▶ [SOURCE PASSAGE]

= = =

Cover your liabilities. Mortgages are getting bigger as property prices continue to rise and for many of us the monthly payment is our biggest outgoing.
Know the extent of your mortgage and other loans, exactly how long they last and whether they are on a repayment or interest only basis. You will then be able to tailor a suitable protection product to match these liabilities and make sure they are fully paid off if you were to die or suffer a critical illness.
Protect your family. For most people, the standard of living they expect their family to have over the years depends on the day-to-day earnings of one or both partners. Should these earnings be cut short, how much will your family need to ensure they continue that standard of living and still meet their long term objectives? This could be as simple as making sure the bills are covered in your home for the next few years or it could include the cost of further education for children.
Lump sum or regular? Most products will provide your benefits as either a single lump sum or as a regular income for a fixed term. When protecting things like mortgages, it makes sense to pay off the full liability as a lump sum as soon as possible. When protecting your family and replacing lost income, however, it could be more cost effective to provide benefits as income and make sure it is increasing with inflation. This type of benefit is called Family Income Benefit and is usually cheaper than protecting a lump sum to provide equivalent income. You still have peace of mind however, that your family will receive a fixed income for as long as you have set this for.

= = =

[Collected data]
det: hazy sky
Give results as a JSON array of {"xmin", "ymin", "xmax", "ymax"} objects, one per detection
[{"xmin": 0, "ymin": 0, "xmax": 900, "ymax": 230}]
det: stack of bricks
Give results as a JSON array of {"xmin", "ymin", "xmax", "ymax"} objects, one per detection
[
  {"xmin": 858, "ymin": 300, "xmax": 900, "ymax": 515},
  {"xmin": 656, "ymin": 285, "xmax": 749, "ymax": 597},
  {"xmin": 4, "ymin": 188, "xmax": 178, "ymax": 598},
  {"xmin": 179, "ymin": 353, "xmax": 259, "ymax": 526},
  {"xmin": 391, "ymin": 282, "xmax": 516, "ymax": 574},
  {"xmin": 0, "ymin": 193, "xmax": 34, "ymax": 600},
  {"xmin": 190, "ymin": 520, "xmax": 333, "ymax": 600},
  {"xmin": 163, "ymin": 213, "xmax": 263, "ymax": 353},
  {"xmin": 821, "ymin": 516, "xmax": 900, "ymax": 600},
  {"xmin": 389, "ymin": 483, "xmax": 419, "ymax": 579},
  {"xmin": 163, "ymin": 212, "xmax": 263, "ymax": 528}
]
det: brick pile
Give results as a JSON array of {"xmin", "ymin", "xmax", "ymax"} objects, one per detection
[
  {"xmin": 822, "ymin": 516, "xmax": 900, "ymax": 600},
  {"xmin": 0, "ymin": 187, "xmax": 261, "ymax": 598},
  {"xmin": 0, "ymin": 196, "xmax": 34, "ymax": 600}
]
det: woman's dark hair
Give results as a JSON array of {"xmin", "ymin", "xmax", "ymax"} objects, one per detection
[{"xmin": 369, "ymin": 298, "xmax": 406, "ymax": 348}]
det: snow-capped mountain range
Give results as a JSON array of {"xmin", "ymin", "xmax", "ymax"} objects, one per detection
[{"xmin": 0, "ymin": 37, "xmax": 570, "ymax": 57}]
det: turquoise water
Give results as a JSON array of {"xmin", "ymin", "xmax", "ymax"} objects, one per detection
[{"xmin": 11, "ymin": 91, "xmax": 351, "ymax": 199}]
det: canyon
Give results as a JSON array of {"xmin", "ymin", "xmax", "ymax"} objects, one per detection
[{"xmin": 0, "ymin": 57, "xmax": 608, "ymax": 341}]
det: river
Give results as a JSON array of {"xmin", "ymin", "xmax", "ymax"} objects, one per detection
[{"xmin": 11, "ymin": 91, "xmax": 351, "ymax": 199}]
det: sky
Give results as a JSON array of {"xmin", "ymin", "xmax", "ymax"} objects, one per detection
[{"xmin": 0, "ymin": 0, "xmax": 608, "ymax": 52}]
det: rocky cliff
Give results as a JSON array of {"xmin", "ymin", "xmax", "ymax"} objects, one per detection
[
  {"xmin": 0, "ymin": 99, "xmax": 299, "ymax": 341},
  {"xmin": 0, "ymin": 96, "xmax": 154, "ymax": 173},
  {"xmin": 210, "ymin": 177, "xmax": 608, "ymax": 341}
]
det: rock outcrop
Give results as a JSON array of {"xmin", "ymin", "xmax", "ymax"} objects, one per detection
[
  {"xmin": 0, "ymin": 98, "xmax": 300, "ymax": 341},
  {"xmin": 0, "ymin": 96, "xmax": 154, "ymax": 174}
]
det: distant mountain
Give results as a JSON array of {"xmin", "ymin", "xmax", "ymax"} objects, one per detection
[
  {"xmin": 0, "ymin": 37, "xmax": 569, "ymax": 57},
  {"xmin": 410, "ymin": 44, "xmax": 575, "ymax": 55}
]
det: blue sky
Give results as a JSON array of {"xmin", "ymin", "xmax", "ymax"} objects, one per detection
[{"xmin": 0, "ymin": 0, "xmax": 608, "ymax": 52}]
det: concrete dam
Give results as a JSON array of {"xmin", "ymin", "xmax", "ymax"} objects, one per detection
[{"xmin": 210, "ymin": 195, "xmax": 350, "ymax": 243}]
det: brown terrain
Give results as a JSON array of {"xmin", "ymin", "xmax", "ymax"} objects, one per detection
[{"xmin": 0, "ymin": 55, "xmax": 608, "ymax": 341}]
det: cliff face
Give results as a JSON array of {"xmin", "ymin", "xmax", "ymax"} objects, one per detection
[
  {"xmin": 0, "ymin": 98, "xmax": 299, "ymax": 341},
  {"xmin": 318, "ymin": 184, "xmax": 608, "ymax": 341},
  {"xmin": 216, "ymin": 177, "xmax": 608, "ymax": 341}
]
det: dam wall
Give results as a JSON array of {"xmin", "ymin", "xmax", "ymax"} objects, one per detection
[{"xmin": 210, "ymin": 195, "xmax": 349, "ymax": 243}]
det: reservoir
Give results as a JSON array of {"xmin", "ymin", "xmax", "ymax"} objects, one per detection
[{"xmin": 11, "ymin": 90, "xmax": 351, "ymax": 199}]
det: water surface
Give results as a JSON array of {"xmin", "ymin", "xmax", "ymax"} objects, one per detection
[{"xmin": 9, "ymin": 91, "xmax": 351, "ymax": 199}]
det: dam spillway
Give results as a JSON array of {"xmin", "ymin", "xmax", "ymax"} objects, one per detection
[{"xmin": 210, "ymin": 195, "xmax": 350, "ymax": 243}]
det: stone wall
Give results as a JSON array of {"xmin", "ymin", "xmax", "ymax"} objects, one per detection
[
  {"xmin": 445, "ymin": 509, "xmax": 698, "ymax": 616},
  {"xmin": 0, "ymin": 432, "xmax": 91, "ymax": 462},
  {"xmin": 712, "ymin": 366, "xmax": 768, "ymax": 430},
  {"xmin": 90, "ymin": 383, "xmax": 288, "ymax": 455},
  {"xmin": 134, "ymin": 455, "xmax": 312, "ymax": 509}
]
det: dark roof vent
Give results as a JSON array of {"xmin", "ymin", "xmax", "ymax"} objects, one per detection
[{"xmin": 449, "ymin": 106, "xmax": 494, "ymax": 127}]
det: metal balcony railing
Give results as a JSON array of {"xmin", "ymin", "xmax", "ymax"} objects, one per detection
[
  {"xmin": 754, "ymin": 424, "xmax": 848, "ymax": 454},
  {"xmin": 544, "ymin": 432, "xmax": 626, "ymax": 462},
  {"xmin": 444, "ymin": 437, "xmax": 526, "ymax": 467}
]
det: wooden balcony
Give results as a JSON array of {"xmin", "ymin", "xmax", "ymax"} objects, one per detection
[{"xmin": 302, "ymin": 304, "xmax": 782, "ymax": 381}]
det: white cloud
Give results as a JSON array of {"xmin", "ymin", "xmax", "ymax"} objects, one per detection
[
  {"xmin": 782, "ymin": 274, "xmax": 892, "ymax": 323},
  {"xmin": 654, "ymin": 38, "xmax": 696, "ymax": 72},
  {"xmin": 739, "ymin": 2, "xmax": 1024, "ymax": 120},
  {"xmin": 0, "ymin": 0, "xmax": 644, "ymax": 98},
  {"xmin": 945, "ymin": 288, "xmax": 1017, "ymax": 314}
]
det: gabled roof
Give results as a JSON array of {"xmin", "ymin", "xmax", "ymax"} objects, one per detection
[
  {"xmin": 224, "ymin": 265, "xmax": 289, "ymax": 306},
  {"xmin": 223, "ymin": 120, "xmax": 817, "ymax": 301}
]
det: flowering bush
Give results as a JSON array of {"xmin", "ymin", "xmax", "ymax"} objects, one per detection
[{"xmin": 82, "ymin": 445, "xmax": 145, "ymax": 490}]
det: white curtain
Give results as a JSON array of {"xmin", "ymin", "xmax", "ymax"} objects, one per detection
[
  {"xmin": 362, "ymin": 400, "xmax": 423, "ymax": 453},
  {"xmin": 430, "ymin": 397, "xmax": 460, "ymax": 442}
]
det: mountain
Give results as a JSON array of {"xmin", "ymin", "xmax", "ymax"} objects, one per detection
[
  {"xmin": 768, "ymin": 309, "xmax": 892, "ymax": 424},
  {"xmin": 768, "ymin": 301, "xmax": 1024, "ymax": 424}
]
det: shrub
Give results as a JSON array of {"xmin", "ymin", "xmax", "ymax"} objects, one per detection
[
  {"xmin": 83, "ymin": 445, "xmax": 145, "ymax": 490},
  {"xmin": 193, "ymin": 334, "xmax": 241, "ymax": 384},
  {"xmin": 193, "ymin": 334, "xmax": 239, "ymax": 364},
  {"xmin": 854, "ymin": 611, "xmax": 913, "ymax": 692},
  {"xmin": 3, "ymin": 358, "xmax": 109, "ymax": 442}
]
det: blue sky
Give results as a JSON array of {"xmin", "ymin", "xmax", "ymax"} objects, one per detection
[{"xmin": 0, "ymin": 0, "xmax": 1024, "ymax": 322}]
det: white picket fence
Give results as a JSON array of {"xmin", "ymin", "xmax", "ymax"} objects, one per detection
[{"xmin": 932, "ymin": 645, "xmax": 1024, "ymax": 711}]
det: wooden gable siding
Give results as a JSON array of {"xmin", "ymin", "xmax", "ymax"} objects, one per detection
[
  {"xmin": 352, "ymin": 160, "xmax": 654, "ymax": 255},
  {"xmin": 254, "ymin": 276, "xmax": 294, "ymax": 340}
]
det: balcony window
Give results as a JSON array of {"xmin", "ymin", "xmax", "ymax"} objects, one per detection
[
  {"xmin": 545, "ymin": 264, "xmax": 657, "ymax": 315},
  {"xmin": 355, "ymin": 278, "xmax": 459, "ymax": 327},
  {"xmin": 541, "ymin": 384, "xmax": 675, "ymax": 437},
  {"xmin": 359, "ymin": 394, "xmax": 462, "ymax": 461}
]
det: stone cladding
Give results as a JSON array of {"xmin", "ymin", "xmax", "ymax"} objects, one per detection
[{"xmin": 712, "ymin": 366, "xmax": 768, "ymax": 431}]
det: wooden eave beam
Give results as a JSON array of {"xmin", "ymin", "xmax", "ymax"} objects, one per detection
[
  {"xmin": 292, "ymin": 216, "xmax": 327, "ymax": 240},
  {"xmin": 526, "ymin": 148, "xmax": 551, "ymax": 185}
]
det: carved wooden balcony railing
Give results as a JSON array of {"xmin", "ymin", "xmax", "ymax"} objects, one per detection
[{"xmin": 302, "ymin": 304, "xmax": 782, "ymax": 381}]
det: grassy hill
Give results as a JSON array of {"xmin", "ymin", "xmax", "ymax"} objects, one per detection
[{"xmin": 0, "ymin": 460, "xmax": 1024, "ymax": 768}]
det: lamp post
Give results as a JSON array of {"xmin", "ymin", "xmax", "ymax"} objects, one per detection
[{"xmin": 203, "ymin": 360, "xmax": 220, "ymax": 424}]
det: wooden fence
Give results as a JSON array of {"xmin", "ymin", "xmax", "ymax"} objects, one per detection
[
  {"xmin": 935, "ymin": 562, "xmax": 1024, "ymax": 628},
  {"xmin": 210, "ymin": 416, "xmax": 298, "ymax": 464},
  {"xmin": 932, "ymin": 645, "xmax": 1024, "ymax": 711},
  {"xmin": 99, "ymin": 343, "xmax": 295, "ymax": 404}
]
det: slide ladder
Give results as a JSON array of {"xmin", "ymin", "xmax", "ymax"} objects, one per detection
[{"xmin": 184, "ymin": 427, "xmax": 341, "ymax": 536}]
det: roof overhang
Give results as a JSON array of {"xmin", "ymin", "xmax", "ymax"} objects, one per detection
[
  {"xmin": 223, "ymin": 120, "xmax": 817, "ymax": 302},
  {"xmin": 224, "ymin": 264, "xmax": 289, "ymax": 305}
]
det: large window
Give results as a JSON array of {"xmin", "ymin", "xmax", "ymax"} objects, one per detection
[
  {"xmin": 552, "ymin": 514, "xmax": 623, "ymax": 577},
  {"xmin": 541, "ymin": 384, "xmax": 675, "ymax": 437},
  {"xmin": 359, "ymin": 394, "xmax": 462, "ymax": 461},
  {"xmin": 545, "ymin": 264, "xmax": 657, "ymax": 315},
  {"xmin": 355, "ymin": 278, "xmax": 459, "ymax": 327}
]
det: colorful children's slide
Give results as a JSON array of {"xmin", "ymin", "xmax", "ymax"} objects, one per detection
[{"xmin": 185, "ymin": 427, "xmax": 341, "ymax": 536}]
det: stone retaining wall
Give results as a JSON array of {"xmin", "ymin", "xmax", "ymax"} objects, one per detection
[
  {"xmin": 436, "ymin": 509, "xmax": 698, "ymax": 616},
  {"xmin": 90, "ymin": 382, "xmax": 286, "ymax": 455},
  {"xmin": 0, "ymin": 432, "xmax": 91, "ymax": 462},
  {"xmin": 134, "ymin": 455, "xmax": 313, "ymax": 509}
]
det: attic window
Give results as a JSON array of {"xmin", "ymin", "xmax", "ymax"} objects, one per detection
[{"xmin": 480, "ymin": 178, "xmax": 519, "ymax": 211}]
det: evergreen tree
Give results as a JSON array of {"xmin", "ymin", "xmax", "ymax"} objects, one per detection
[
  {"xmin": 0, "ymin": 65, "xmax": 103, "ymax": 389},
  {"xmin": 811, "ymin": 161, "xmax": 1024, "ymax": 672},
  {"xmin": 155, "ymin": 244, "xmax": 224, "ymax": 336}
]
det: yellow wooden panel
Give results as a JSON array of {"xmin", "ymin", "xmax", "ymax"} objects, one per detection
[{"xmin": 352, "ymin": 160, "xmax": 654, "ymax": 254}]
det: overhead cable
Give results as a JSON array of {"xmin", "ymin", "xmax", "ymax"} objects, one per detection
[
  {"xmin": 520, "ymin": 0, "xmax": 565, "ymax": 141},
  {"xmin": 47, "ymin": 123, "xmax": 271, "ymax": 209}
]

= = =

▶ [TASKS TO CARRY OUT]
1. Please write out the stretch of the passage on financial protection from "Lump sum or regular?" through "set this for.".
2. Count the lines of the records that contain the string "window", with case mattering, and reply with the number alone.
These records bear no relation to the passage on financial protection.

▶ [EXERCISE ANSWERS]
1.
Lump sum or regular? Most products will provide your benefits as either a single lump sum or as a regular income for a fixed term. When protecting things like mortgages, it makes sense to pay off the full liability as a lump sum as soon as possible. When protecting your family and replacing lost income, however, it could be more cost effective to provide benefits as income and make sure it is increasing with inflation. This type of benefit is called Family Income Benefit and is usually cheaper than protecting a lump sum to provide equivalent income. You still have peace of mind however, that your family will receive a fixed income for as long as you have set this for.

2. 3